TEXTO MOSTRADO:
=-=-=-=-=

La búsqueda de la felicidad, durante la pasada década, se convirtió en el mayor de los ideales. Se escribieron infinidad de libros sobre el tema, se organizaron congresos y se la reivindicó como un logro personal y legítimo mientras el Estado de bienestar decrecía y dejaba al descubierto a la clase media. Un baño de realidad acalló los cantos de cisne. Las broncas fueron aumentando el volumen en la aldea global, y la economía de casino que heredamos reventó las ruletas en la banca. Aún y así nos entreteníamos en elogios de la felicidad, entendida como un trance pasajero, incluso como una voluntad, una conquista. Siempre regreso a madame Du Châtelet –intelectual del siglo XVIII, más conocida, desafortunadamente, por ser amante de Voltaire– y su brillante Discurso sobre la felicidad: no tener prejuicios, sustituir nuestras pasiones por inclinaciones, conservar celosamente las ilusiones, razonar sobre el paso del tiempo, no avergonzarse de haberse equivocado…
Hasta que advertimos que la felicidad se trataba de un ideal demasiado elevado y abstracto cuya búsqueda producía frustración. Acaso por ello una onda expansiva suma adeptos, a pesar del cinismo, que sigue gozando de tanto prestigio. Me refiero a la amabilidad. Es un nuevo nicho de mercado editorial, pero la bondad entre extraños adquiere vigor aunque se trate de pequeños actos invisibles. Así mismo cristaliza en el consumo, con una forma de atender menos ausente. No me refiero sólo a la botellita de agua o a la invitación a graduar la temperatura a tu gusto que te ofrecen los Cabify, sino a los gestos de complicidad, cuidado y solidaridad anónima. Eva Wiseman recordaba hace unos días en The Guardian que “aunque la felicidad y la bondad están indudablemente relacionadas, la diferencia es que la felicidad es pasiva”.

=-=-=-=-=

Entradas de datos guardadas:
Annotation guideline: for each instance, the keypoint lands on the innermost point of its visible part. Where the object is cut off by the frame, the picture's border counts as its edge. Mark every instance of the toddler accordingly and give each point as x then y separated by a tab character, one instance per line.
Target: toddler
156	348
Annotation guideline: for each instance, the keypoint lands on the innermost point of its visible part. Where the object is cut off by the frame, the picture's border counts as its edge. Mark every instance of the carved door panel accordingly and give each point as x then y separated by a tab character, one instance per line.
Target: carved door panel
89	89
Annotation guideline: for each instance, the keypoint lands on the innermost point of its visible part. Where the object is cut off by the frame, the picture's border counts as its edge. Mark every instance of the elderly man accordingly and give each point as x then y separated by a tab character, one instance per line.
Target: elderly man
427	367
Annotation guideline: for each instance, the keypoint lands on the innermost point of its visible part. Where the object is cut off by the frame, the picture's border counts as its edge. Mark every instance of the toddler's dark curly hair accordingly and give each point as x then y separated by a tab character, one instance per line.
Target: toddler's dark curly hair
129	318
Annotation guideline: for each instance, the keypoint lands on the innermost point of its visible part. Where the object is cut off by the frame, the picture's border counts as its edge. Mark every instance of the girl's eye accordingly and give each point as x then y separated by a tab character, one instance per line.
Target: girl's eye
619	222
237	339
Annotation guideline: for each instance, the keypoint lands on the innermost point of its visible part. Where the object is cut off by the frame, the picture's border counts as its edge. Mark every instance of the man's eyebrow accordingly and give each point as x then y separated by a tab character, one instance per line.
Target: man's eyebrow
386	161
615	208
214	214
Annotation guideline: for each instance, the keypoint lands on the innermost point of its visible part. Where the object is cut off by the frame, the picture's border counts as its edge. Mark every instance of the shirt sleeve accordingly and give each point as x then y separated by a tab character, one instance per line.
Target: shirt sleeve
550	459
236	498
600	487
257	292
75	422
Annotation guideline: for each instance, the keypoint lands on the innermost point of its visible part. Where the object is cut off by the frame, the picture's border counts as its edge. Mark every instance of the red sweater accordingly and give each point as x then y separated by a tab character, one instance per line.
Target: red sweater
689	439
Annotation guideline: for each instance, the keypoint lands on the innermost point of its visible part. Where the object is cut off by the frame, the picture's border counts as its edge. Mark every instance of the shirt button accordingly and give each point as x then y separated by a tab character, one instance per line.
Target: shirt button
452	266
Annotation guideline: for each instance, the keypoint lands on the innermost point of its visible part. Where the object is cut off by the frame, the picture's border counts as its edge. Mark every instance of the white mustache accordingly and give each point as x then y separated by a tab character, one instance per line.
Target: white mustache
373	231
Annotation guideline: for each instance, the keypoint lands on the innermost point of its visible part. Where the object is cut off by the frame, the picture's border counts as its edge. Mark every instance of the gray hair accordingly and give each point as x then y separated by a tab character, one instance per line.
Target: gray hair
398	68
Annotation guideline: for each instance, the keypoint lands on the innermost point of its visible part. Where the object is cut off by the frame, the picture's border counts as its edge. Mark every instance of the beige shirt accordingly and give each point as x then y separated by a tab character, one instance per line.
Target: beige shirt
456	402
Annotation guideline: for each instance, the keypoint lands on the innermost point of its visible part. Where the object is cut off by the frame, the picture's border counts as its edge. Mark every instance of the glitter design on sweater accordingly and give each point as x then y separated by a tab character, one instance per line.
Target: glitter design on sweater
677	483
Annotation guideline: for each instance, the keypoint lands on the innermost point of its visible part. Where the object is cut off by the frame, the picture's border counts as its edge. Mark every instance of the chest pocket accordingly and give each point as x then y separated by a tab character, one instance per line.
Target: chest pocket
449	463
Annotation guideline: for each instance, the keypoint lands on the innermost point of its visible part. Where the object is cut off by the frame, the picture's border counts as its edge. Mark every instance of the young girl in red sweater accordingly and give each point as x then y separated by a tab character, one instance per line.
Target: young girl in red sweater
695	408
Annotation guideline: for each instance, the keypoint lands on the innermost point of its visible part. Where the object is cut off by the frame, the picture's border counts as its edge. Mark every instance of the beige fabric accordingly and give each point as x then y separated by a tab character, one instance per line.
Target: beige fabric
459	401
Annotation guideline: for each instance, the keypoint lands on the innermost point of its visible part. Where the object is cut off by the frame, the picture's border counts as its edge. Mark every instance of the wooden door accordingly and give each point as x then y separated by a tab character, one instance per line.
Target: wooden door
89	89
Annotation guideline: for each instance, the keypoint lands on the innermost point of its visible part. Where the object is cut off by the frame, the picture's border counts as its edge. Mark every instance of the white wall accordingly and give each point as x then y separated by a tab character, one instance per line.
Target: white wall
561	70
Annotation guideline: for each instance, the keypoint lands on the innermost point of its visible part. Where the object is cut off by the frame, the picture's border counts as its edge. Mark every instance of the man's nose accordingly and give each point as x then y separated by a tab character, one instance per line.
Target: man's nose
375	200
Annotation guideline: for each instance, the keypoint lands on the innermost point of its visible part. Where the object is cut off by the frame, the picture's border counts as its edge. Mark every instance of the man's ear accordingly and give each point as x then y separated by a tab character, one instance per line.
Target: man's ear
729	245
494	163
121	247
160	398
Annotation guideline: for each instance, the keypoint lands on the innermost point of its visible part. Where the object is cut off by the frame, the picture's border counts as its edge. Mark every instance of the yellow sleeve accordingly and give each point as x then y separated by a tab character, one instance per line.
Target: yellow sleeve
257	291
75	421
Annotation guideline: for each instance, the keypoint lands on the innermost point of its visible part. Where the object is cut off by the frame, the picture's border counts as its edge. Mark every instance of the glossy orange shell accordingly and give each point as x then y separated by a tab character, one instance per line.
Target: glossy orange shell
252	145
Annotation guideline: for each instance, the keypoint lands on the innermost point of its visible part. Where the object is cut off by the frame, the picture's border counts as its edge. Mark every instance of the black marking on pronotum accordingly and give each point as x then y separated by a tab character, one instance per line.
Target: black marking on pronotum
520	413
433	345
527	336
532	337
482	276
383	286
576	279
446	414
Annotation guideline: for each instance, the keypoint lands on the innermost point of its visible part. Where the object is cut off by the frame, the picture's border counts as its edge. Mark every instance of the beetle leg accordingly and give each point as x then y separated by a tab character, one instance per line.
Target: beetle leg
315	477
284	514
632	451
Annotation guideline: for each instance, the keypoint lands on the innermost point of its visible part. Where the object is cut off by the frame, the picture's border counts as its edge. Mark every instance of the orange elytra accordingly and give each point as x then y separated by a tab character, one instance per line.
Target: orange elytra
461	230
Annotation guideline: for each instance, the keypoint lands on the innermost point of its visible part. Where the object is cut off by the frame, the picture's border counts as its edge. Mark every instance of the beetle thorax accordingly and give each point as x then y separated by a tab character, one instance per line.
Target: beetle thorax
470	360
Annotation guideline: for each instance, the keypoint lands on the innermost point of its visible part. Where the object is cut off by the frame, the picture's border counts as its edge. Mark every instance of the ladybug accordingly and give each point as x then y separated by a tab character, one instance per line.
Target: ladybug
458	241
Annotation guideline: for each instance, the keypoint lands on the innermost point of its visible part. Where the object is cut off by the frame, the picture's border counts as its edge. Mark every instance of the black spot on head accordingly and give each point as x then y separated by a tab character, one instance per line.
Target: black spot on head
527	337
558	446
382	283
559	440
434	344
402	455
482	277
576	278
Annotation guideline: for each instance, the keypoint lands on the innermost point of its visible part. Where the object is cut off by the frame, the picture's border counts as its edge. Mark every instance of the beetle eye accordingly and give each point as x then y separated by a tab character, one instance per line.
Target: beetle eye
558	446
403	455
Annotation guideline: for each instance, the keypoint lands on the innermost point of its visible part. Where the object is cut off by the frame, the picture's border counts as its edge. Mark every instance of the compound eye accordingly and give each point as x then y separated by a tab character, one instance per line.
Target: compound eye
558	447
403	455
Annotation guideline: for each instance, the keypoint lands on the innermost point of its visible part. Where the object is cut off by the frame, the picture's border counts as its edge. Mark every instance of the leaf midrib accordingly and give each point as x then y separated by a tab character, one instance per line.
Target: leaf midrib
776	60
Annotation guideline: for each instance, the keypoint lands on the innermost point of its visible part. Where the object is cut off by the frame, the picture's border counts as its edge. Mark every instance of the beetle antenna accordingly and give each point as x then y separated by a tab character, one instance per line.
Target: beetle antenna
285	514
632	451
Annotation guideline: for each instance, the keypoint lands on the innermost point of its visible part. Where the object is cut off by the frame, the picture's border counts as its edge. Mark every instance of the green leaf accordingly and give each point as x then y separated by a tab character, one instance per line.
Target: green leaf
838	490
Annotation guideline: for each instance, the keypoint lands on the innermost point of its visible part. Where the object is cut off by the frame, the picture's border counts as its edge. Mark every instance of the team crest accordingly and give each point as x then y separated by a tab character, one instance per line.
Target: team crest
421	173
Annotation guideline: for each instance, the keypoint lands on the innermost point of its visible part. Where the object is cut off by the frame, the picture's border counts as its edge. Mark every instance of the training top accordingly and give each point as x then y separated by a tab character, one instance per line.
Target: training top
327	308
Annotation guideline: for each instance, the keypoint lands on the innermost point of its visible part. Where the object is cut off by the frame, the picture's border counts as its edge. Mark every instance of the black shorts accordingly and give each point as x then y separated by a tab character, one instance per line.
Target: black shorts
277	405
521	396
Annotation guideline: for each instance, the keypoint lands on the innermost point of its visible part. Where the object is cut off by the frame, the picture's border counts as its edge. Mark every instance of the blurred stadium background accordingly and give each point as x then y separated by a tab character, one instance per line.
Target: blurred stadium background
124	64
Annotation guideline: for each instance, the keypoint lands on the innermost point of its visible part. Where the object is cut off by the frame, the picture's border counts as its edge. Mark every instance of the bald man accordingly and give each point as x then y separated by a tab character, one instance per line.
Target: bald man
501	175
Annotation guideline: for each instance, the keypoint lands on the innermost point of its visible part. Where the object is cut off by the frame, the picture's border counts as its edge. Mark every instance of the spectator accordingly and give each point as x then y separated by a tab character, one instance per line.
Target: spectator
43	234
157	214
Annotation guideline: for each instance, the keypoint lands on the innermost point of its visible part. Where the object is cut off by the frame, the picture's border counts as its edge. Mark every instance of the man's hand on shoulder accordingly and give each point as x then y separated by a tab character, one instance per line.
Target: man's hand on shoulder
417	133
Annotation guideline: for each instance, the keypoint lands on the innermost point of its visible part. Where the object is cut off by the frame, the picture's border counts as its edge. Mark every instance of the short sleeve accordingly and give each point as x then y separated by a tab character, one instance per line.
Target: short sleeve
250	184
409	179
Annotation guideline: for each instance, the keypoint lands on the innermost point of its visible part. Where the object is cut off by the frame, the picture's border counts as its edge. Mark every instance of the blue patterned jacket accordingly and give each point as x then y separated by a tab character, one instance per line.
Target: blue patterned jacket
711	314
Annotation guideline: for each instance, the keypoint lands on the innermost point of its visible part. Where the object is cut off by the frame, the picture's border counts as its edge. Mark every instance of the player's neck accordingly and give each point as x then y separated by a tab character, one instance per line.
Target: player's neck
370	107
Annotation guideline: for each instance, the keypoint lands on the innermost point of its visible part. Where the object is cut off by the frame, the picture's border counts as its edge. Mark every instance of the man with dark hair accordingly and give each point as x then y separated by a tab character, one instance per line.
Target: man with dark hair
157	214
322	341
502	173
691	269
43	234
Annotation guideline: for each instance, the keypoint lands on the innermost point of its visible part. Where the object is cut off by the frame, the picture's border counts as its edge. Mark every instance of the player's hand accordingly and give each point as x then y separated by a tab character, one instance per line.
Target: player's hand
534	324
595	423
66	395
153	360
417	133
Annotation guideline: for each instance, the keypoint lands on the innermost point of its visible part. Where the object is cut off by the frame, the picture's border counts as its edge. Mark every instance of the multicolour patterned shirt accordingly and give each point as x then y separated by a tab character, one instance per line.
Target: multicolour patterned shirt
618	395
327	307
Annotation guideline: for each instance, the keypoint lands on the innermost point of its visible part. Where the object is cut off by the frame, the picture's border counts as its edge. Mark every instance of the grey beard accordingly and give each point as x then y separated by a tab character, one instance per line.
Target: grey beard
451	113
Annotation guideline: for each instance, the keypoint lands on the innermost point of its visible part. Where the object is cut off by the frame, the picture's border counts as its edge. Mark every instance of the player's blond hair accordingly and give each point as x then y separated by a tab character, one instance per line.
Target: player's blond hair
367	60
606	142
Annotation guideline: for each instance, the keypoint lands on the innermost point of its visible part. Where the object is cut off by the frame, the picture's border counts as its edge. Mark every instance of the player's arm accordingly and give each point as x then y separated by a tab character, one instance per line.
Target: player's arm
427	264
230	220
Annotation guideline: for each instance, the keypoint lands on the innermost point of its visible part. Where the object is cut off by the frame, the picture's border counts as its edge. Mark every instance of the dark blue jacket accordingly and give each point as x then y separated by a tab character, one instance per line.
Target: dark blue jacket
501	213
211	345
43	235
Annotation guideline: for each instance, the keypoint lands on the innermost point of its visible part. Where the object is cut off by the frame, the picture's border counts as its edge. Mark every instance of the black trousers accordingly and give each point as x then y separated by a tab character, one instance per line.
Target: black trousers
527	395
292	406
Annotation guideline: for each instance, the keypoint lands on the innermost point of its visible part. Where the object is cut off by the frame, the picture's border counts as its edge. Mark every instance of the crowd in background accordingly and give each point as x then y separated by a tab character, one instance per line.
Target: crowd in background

=-=-=-=-=

DESCRIPCIÓN DEL EJERCICIO:
Di si cada afirmación concuerda con el texto sobre la felicidad y la amabilidad: (a) Madame Du Châtelet fue una intelectual del siglo XVIII; (b) según Eva Wiseman, la bondad es pasiva; (c) la amabilidad no ha llegado al mercado editorial. Contesta sí o no y cita literalmente las palabras del texto que lo deciden.

RESPUESTA:
(a) Sí: «intelectual del siglo XVIII».
(b) No: «la felicidad es pasiva».
(c) No: «Es un nuevo nicho de mercado editorial».